■ What you need to do: Using the report below on Bangladesh's coronavirus cases, decide whether each statement agrees with it. Answer yes or no for each and quote the words from the report that settle it. (a) The 59 deaths registered on Thursday were the highest daily toll in the country. (b) Most of Thursday's deaths occurred in Dhaka division. (c) The prime minister addressed the surge in Parliament.

Bangladesh reports highest single-day spike in coronavirus cases

Bangladesh on Thursday reported 6,469 COVID-19 cases, the highest single-day spike since its outbreak in the country on March 8 last year, taking the tally of infections to 617,764.

By :  migrator
Update: 2021-04-01 16:59 GMT

Dhaka

The death toll climbed to 9,105 after 59 fatalities were registered on Thursday, according to data released by the government.

The 59 deaths were second highest in terms of fatality since June 30 last year when the virus killed 64 people, Directorate General of Health Services (DGHS) said in a statement.

The DGHS said 40 out of the 59 died in central Dhaka division alone.

The surge in coronavirus cases prompted Prime Minister Sheikh Hasina to issue a clarion call in Parliament, seeking optimum precautions by individuals in containing the spread of the coronavirus, which she called ''unimaginable''.

"We have to bring the situation under control (and) We are trying to bring the virus under control . . . But, assistance from the people is necessary to contain it," she said, insisting people to follow health guidelines.

■ Extracted information:
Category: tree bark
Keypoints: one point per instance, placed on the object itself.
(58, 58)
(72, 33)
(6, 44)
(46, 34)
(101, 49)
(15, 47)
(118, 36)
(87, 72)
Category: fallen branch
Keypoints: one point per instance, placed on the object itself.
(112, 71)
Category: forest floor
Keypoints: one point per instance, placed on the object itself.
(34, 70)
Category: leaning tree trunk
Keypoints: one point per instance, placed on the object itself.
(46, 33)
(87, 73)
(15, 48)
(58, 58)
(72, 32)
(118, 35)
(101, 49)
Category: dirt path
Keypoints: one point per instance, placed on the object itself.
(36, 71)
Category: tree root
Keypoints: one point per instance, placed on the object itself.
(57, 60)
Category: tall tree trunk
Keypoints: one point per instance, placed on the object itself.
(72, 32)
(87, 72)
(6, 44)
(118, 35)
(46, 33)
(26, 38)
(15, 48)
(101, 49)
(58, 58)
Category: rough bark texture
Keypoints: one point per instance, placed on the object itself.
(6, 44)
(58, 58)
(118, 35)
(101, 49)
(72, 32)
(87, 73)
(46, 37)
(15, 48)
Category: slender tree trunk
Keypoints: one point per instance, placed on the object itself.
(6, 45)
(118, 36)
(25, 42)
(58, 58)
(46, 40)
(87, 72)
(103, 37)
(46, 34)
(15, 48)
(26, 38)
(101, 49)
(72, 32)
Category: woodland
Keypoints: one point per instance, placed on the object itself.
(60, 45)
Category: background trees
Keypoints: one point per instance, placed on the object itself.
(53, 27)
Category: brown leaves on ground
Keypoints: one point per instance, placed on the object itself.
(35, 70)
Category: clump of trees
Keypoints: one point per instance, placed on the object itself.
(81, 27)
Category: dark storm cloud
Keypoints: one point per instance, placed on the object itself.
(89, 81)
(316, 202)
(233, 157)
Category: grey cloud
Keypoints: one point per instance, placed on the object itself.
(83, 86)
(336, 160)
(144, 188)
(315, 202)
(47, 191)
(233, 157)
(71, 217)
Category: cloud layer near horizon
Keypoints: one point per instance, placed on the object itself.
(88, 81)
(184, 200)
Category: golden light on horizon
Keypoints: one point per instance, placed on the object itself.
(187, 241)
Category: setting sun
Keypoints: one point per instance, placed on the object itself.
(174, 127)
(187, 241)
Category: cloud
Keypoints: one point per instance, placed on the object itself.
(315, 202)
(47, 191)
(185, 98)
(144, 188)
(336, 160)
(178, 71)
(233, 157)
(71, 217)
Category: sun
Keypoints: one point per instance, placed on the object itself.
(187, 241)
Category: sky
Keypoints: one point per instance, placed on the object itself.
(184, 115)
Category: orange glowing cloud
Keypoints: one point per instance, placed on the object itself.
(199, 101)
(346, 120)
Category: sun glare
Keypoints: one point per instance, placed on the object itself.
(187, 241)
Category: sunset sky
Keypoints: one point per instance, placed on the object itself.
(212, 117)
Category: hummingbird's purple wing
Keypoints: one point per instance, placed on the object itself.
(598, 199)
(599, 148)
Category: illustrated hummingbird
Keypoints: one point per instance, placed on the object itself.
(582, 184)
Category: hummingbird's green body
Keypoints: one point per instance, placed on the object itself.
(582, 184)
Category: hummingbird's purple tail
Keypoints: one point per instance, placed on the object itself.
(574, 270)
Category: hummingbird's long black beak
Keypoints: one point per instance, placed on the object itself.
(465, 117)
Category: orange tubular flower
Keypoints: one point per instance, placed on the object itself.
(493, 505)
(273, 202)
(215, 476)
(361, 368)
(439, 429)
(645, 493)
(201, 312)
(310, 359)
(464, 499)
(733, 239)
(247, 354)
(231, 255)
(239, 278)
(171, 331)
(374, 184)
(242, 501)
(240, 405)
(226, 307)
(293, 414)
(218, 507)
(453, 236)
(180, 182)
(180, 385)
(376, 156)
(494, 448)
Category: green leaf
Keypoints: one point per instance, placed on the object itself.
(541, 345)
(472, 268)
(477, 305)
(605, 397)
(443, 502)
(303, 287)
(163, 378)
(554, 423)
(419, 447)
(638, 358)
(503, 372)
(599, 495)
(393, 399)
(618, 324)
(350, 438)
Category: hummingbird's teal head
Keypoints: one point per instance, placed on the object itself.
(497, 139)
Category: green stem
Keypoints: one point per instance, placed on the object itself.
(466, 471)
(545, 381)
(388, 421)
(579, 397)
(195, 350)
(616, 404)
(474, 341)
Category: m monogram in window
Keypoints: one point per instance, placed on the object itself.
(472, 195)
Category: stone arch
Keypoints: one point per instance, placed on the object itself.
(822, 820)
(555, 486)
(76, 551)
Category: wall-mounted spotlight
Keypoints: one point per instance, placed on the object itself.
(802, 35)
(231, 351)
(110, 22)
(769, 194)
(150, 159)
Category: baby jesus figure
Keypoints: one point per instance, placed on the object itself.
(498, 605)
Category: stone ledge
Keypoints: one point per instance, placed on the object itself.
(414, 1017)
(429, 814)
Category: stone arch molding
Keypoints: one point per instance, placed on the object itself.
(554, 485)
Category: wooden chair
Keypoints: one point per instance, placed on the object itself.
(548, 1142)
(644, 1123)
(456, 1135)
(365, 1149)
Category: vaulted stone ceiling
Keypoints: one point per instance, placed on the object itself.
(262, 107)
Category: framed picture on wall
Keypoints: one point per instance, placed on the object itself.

■ Solution to this exercise:
(a) No: "The 59 deaths were second highest in terms of fatality since June 30 last year when the virus killed 64 people"
(b) Yes: "The DGHS said 40 out of the 59 died in central Dhaka division alone."
(c) Yes: "prompted Prime Minister Sheikh Hasina to issue a clarion call in Parliament"